### To do
Which lines of the records contain the string "microphone"? Pick out and copy each such line, treating uppercase and lowercase as different.

### Task input
"""

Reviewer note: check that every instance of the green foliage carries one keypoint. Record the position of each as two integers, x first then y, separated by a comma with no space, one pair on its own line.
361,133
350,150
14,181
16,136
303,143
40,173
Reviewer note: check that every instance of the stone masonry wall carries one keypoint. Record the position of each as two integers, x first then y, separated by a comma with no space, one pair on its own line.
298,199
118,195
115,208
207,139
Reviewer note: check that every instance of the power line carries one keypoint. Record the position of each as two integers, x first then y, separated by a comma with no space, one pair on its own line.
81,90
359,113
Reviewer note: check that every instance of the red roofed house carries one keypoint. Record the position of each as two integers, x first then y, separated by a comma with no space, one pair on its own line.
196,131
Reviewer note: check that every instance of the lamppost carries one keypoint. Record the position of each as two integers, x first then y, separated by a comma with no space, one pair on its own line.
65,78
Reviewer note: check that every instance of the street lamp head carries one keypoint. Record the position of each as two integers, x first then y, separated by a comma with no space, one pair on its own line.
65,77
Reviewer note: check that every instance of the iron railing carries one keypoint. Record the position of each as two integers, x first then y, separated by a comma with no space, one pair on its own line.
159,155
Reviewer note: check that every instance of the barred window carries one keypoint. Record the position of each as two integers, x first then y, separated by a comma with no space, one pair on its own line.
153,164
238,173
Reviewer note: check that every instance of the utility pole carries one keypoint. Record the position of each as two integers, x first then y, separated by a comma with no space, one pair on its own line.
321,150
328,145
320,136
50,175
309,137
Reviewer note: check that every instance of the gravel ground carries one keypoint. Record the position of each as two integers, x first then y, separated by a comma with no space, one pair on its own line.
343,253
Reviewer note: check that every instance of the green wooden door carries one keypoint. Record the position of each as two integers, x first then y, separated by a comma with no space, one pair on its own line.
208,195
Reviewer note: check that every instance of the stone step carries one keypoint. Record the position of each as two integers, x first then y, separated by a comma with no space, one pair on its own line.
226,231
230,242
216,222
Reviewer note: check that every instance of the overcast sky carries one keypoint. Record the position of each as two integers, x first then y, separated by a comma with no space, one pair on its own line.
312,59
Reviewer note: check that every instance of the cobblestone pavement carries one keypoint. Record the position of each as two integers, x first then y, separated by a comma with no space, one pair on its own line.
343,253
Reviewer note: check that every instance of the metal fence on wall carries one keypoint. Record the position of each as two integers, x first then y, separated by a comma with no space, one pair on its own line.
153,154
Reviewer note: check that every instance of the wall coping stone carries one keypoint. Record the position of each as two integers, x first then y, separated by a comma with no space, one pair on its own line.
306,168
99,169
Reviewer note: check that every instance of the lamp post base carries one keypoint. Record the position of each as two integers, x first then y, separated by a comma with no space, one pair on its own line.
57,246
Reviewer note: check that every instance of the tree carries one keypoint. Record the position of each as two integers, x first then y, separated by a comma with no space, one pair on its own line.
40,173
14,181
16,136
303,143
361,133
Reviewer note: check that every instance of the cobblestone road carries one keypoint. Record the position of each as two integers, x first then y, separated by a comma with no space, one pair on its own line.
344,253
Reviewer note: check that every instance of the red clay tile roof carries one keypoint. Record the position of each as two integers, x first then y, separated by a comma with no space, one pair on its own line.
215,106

"""
"""

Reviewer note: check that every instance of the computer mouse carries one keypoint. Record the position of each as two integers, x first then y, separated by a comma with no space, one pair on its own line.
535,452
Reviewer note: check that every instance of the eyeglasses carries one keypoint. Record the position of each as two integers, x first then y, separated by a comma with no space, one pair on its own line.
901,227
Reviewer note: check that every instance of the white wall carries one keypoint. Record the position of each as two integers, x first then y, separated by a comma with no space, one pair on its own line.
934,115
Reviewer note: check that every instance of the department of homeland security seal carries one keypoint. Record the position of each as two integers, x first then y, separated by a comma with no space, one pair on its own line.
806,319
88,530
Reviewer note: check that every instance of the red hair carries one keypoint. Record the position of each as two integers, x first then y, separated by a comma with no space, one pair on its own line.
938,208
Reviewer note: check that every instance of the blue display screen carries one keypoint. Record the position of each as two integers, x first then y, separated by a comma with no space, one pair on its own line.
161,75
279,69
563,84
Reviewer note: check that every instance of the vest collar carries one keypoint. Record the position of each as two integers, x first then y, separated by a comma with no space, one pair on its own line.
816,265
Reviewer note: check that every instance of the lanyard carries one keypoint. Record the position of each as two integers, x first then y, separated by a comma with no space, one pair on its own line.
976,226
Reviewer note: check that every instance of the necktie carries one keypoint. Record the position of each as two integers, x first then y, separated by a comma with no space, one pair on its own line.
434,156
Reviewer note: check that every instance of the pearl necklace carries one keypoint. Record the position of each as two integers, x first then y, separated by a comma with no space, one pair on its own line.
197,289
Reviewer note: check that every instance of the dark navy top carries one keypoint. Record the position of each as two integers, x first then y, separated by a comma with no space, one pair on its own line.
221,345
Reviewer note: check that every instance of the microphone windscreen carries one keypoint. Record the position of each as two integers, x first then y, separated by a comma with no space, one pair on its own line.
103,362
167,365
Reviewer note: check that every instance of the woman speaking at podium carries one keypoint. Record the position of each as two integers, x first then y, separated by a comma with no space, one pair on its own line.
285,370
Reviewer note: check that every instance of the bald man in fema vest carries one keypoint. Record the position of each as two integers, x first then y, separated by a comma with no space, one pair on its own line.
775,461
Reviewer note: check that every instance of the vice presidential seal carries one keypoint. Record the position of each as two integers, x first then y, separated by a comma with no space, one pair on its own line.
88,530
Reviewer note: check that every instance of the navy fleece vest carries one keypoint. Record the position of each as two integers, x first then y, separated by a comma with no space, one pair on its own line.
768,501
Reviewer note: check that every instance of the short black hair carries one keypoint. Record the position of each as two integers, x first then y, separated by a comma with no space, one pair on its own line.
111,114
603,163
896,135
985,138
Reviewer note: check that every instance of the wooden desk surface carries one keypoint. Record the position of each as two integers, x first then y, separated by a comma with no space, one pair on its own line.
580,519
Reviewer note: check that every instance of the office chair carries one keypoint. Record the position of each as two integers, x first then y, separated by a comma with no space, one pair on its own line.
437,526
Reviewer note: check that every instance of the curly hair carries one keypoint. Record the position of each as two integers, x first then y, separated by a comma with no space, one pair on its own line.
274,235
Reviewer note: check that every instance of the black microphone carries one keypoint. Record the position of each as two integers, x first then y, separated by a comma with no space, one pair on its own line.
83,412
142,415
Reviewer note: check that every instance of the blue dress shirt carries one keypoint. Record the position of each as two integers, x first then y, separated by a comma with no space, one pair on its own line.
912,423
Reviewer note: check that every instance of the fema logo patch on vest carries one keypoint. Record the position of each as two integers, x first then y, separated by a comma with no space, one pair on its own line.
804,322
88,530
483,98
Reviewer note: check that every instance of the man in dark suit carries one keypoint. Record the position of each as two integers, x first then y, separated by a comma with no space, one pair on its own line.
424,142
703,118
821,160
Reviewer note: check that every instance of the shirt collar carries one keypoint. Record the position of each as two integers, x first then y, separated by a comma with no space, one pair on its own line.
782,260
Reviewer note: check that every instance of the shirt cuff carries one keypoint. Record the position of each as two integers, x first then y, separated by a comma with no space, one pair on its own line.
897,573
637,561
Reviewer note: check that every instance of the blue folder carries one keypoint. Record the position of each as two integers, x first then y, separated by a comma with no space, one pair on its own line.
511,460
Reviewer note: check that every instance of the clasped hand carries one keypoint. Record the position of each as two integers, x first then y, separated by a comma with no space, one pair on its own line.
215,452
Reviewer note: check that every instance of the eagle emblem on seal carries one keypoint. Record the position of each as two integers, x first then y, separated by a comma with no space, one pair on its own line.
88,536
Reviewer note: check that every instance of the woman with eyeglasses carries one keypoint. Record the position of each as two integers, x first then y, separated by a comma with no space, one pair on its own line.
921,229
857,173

"""

### Task answer
Reviewer note: check that every instance of the microphone windscreen carries one keypoint. Record the position of each as two integers, x first then y, separated by a comma with no space, one pair on its own line.
Reviewer note: check that every instance of the black microphone carries one keypoint. Record the position of each as two integers, x first then y, separated by a comma with no space, one pair on its own line.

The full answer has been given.